◆ Data shown
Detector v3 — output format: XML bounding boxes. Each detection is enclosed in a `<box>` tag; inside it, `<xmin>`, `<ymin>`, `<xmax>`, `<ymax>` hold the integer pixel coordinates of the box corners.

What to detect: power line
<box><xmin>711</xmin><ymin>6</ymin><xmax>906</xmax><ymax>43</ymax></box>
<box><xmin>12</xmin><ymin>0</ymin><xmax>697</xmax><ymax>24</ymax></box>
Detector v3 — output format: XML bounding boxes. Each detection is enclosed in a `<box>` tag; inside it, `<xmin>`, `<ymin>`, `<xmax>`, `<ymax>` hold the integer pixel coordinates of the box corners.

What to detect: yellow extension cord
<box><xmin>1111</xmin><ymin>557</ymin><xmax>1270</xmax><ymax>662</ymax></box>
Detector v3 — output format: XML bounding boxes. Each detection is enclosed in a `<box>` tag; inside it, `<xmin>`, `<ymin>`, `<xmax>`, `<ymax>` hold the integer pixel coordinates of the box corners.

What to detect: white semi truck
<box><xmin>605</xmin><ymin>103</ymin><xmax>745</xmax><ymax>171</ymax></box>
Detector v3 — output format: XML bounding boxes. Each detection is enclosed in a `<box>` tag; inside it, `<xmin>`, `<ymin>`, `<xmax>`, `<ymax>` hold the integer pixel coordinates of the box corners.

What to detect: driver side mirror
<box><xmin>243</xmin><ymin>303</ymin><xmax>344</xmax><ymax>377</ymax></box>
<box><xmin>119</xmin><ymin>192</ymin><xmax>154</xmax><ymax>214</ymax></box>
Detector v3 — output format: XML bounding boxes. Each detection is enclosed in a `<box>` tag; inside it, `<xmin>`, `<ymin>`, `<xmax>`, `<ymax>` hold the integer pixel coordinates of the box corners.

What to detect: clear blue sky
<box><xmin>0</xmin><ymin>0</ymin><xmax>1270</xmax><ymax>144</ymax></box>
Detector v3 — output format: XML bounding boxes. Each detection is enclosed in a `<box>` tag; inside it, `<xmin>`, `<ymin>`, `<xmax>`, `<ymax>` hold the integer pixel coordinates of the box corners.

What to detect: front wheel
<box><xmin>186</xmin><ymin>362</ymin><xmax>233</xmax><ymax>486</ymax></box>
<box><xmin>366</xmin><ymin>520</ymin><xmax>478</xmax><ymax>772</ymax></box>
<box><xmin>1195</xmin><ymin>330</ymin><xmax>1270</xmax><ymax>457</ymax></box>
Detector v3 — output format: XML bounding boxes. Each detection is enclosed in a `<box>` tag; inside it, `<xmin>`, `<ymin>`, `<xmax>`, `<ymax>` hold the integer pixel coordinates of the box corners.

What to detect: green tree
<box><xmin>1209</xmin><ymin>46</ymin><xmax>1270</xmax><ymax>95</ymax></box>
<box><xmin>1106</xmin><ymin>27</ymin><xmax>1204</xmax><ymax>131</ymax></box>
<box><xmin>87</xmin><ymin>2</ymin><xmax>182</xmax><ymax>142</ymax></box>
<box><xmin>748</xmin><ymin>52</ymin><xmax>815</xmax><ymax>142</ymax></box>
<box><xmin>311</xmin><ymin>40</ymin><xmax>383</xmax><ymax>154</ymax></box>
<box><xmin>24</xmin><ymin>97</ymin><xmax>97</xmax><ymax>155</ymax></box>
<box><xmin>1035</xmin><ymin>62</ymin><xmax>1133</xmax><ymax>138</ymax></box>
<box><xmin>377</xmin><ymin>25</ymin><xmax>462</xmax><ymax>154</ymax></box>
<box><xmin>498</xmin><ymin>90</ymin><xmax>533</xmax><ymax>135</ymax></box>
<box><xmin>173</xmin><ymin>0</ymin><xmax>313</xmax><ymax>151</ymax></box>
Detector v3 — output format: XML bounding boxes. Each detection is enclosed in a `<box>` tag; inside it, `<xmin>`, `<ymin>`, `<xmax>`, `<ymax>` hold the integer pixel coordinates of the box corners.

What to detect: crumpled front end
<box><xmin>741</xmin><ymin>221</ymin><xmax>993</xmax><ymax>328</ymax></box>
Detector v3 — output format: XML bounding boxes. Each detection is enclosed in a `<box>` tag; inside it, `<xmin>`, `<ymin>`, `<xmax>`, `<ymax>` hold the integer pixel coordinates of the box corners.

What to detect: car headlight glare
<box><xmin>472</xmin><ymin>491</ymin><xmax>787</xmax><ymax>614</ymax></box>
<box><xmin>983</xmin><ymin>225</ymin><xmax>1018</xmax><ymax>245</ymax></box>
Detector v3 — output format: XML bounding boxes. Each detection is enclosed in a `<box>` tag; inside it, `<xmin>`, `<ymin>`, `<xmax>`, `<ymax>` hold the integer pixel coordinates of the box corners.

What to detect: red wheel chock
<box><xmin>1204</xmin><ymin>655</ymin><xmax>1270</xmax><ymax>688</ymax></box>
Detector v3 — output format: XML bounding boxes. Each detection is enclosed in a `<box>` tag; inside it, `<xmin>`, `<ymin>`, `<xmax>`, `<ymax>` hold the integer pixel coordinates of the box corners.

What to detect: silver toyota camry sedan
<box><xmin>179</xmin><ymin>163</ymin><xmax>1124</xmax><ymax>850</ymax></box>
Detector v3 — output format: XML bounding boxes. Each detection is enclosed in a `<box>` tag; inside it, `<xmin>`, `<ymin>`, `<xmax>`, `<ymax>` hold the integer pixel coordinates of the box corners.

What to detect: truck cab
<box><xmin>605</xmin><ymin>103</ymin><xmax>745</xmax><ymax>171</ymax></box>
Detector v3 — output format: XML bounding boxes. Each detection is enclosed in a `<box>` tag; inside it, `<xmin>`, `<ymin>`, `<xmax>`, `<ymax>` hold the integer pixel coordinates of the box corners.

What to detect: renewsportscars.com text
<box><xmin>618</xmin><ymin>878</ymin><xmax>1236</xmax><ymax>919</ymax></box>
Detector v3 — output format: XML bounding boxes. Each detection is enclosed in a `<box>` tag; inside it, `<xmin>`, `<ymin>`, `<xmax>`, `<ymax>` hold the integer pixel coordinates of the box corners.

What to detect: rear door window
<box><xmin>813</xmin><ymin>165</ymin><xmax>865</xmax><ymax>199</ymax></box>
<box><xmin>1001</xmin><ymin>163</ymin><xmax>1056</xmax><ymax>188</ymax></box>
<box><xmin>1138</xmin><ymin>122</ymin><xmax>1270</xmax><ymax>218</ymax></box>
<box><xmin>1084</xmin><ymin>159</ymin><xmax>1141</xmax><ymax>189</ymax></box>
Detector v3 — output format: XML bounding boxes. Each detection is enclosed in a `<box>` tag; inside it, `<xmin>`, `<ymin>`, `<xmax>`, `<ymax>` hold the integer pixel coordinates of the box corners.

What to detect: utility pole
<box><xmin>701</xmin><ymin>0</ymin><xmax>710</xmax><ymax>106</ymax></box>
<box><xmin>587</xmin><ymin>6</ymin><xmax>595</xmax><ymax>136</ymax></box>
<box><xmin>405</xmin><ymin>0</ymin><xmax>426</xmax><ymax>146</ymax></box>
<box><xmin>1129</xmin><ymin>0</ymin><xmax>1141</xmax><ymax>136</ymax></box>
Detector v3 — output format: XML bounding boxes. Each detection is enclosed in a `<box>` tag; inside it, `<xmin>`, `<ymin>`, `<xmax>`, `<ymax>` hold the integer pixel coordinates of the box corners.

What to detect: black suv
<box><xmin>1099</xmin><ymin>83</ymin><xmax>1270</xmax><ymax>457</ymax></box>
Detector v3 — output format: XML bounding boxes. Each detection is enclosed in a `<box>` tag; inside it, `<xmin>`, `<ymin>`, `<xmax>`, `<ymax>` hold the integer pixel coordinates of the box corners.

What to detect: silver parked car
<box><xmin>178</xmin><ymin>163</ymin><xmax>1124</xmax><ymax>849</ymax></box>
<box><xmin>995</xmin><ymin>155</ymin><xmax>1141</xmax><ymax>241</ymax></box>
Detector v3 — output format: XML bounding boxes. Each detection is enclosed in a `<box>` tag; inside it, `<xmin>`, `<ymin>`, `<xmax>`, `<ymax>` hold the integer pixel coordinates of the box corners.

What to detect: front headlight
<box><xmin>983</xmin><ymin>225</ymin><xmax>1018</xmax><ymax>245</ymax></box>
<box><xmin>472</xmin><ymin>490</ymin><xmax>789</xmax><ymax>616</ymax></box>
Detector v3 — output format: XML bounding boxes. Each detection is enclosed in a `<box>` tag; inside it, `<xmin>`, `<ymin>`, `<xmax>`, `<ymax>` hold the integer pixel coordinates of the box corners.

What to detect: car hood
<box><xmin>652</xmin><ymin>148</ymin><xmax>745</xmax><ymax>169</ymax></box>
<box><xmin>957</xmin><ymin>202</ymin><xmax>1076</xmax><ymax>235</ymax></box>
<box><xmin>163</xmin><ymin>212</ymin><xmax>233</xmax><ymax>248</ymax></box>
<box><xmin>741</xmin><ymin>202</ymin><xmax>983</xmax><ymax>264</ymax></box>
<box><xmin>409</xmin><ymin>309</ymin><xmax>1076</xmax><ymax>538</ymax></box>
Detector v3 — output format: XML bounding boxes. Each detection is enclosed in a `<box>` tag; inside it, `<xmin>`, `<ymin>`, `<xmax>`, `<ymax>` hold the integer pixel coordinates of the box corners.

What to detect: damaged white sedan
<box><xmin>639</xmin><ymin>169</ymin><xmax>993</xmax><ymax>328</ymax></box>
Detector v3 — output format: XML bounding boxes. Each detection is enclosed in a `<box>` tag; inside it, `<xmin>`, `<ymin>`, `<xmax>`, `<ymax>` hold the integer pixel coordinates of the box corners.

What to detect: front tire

◆ Your objective
Select and copy every line of the material above that contains the word "silver".

◆ Result of the exercise
What to detect: silver toyota camry sedan
What to detect: silver parked car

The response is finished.